Task requirements → Nothing in the records that follow should differ once you have copied them out.

== == ==

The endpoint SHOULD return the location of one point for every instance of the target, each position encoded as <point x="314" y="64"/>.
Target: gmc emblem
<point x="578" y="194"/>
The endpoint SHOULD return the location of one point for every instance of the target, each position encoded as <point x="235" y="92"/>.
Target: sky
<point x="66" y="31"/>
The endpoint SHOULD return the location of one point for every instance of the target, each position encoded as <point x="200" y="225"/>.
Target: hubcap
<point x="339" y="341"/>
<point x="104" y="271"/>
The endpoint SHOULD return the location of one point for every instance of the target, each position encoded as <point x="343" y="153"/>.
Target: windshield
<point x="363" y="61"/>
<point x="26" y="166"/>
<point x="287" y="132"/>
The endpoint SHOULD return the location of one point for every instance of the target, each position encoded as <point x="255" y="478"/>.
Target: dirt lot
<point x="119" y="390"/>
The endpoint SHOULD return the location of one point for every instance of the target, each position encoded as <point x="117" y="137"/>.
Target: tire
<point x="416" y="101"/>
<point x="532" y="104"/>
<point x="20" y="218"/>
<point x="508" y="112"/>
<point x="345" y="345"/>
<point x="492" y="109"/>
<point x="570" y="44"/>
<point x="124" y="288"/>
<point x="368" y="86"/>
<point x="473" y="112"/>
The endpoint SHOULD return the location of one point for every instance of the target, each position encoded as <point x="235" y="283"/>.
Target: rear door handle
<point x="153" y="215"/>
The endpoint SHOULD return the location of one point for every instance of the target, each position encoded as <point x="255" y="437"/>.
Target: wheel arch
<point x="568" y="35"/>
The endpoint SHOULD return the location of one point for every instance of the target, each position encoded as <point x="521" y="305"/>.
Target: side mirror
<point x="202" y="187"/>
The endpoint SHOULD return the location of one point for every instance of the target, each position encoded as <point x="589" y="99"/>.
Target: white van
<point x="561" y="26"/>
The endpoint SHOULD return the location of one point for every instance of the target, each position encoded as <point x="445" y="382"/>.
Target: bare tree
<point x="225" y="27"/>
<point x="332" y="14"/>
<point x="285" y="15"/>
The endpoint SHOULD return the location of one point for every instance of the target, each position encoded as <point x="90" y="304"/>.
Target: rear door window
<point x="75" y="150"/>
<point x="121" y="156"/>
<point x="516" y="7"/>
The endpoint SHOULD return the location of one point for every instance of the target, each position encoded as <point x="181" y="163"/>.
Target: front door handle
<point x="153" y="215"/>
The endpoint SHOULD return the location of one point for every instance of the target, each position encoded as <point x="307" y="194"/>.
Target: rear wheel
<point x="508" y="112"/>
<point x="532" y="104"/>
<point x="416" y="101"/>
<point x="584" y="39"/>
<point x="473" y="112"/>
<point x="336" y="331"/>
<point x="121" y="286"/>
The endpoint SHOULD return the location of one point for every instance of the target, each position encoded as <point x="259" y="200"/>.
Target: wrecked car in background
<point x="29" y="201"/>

== == ==

Result of this exercise →
The endpoint SHOULD return the location of one point for every instance of the target, each position encoded as <point x="314" y="64"/>.
Target: gmc emblem
<point x="578" y="194"/>
The endpoint SHOULD return the location of one point for every instance of the target, each position encoded as <point x="235" y="92"/>.
Target: sky
<point x="66" y="31"/>
The endpoint SHOULD return the location of one point for every instance of the target, each position encoded as <point x="200" y="225"/>.
Target: hubcap
<point x="339" y="341"/>
<point x="104" y="271"/>
The endpoint SHOULD return the location of one point for every instance of the target, each position encoded as <point x="343" y="153"/>.
Target: windshield
<point x="363" y="61"/>
<point x="26" y="166"/>
<point x="287" y="132"/>
The endpoint SHOULD return the location of one point for every instance of the target, each position encoded as <point x="255" y="478"/>.
Target: dirt lot
<point x="119" y="390"/>
The endpoint SHOULD return the location of one point for every instance of the target, each position encoded as <point x="117" y="137"/>.
Target: tire
<point x="416" y="101"/>
<point x="532" y="104"/>
<point x="20" y="218"/>
<point x="508" y="112"/>
<point x="345" y="345"/>
<point x="492" y="109"/>
<point x="570" y="44"/>
<point x="124" y="288"/>
<point x="368" y="86"/>
<point x="473" y="112"/>
The endpoint SHOULD return the location of one point for every instance of the target, each position encoded as <point x="235" y="283"/>.
Target: rear door handle
<point x="153" y="215"/>
The endpoint SHOULD return the location of one point for every instance of the target, each position encoded as <point x="255" y="437"/>.
Target: wheel arch
<point x="568" y="35"/>
The endpoint SHOULD return the location of one point for every instance of the target, each position encoded as <point x="521" y="305"/>.
Target: side mirror
<point x="202" y="187"/>
The endpoint SHOULD return the location of one point for every instance of the target, each position encoded as <point x="589" y="99"/>.
Target: white van
<point x="561" y="26"/>
The endpoint SHOULD return the location of one point for every instance of the target, each position encoded as <point x="445" y="382"/>.
Target: bare tree
<point x="225" y="27"/>
<point x="332" y="14"/>
<point x="285" y="15"/>
The endpoint SHOULD return the location of one point for every instance of the target, each position encoded as <point x="90" y="304"/>.
Target: rear door window
<point x="75" y="150"/>
<point x="121" y="156"/>
<point x="516" y="7"/>
The endpoint SHOULD return the location of one point for every instance of the target, each position encoded as <point x="181" y="163"/>.
Target: front door handle
<point x="153" y="215"/>
The endpoint SHOULD return the location of one point for every instance of the target, each position encoded as <point x="307" y="194"/>.
Target: rear wheel
<point x="508" y="112"/>
<point x="532" y="104"/>
<point x="416" y="101"/>
<point x="584" y="39"/>
<point x="473" y="112"/>
<point x="336" y="331"/>
<point x="121" y="286"/>
The endpoint SHOULD return the location of one point for every instance of the target, each position encoded as <point x="259" y="200"/>.
Target: wrecked car in background
<point x="29" y="201"/>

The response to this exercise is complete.